__REQUIREMENTS__
1. Rewrite the stretch of the 3-style cheat sheet post from "The above html" through "to the repository.", changing "repository" to "project".
2. Continue the forum post about the 3-style algorithm cheat sheet from the point where it stops.

__ARTICLE__
•••••

# Cheat Sheet for 3 style Edge and Corner Algorithms for All Buffers



## AdityaShenoy (Jan 13, 2020)

Hi guys,

I have recently joined this community but I have been following the articles on this site since a long time. I have recently started learning 3 style BLD solving method. The current resource that I got was for single buffer piece so I wrote a code that can use that set of algorithm and generate algorithm for all buffer pieces. The code has successfully compiled and a HTML output file has been generated which can be found in the following link.









BLD_Solution_Generator/3_style.html at master · AdityaShenoy/BLD_Solution_Generator


This project generates all possible algorithms for 3 style blindfolded Rubik's cube solving. - BLD_Solution_Generator/3_style.html at master · AdityaShenoy/BLD_Solution_Generator




github.com





The above html file need to be downloaded and then viewed as GitHub cannot show large output files.

If you are interested in learning what code I have written, the following is the link to the repository.

•••••

__LISTED ENTRIES__
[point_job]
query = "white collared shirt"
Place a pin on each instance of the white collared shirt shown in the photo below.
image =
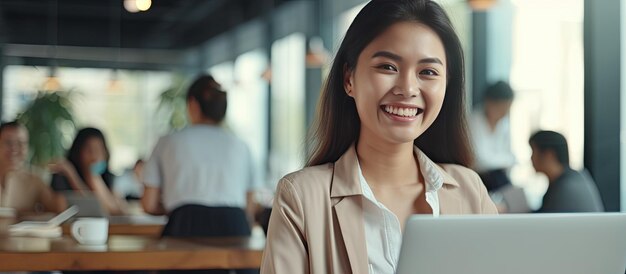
(383, 234)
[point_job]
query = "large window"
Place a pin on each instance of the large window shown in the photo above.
(547, 75)
(247, 103)
(127, 114)
(288, 106)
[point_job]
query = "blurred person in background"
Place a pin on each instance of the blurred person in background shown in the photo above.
(202, 169)
(21, 190)
(568, 190)
(86, 169)
(490, 132)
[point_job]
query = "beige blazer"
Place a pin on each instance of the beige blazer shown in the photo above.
(317, 223)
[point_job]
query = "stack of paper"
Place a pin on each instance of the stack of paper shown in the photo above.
(50, 228)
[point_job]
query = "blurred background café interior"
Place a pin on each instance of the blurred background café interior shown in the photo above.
(123, 66)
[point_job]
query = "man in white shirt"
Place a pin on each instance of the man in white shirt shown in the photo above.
(491, 136)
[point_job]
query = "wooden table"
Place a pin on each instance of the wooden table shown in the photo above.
(130, 253)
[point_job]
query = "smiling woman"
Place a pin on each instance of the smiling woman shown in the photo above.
(390, 141)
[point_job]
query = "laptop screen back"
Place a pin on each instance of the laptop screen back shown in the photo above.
(515, 244)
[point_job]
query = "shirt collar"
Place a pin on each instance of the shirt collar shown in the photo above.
(347, 172)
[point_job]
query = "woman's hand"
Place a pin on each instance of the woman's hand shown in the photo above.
(65, 168)
(62, 166)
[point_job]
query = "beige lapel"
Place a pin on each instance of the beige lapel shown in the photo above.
(345, 187)
(449, 196)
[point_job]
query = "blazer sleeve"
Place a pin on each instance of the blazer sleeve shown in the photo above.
(286, 245)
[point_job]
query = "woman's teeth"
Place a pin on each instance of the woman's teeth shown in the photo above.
(406, 112)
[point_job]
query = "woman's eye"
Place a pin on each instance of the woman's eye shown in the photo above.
(429, 72)
(387, 67)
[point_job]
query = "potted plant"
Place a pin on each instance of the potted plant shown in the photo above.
(49, 119)
(173, 100)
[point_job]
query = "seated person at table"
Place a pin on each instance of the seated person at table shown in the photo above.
(129, 185)
(203, 165)
(86, 169)
(490, 133)
(568, 189)
(20, 189)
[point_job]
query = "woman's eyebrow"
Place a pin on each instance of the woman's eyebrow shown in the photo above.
(398, 58)
(387, 54)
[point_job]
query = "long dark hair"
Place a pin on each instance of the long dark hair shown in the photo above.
(209, 95)
(73, 155)
(337, 123)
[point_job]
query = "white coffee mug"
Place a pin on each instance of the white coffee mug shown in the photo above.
(91, 231)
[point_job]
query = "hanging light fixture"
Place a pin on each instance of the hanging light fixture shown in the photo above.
(134, 6)
(317, 55)
(52, 83)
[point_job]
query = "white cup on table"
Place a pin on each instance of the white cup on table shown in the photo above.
(91, 231)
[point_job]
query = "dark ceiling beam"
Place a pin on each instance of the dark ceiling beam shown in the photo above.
(166, 32)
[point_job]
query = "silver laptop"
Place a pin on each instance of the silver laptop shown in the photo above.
(583, 243)
(88, 204)
(515, 199)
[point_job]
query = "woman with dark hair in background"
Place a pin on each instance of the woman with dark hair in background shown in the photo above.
(390, 141)
(86, 169)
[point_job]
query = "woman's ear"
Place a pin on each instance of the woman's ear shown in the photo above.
(347, 80)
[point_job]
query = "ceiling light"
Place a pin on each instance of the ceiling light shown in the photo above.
(481, 5)
(131, 6)
(143, 5)
(51, 84)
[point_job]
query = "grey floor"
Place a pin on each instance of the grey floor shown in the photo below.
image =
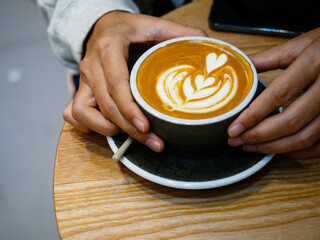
(33, 94)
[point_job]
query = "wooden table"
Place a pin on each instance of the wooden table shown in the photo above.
(95, 198)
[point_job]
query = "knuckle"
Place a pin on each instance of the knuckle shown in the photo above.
(266, 149)
(279, 96)
(293, 124)
(200, 32)
(253, 136)
(77, 112)
(84, 66)
(251, 116)
(133, 132)
(108, 110)
(111, 131)
(66, 114)
(106, 41)
(306, 140)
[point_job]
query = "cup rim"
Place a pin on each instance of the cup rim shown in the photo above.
(138, 98)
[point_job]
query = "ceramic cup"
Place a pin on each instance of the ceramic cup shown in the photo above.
(207, 84)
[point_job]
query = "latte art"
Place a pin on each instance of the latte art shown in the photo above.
(194, 79)
(181, 90)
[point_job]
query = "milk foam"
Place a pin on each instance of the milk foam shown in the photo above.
(200, 94)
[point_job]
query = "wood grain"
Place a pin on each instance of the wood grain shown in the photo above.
(96, 198)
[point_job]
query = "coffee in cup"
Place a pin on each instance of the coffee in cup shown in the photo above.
(194, 79)
(192, 88)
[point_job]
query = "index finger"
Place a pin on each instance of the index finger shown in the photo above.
(114, 62)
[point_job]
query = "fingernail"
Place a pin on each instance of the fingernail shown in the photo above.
(153, 144)
(236, 130)
(139, 124)
(235, 142)
(250, 148)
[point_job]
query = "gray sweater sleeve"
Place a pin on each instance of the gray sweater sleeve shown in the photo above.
(69, 22)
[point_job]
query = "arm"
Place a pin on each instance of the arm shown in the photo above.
(71, 20)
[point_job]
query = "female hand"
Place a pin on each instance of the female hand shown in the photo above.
(104, 102)
(295, 131)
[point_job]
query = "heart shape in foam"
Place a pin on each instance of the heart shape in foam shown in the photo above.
(214, 62)
(202, 93)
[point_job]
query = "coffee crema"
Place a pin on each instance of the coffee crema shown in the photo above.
(194, 79)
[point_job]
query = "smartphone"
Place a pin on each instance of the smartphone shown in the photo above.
(272, 17)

•••••

__REPLIES__
1.
The above html file need to be downloaded and then viewed as GitHub cannot show large output files.

If you are interested in learning what code I have written, the following is the link to the project.

2.
GitHub - AdityaShenoy/BLD_Solution_Generator: This project generates all possible algorithms for 3 style blindfolded Rubik's cube solving.


This project generates all possible algorithms for 3 style blindfolded Rubik's cube solving. - GitHub - AdityaShenoy/BLD_Solution_Generator: This project generates all possible algorithms for 3...




github.com





Thank you.


----------



## Cubinwitdapizza (Jan 13, 2020)

This is really cool! Gj


----------



## abunickabhi (Jan 26, 2020)

Cool generator, Aditya.
Keep improving this repository so that it can be useful to more BLDers.


----------



## Moreno van Rooijen (Jan 27, 2020)

This looks great!
Do you think it is possible to also add URF notation instead of C, since some letters might be different for different people?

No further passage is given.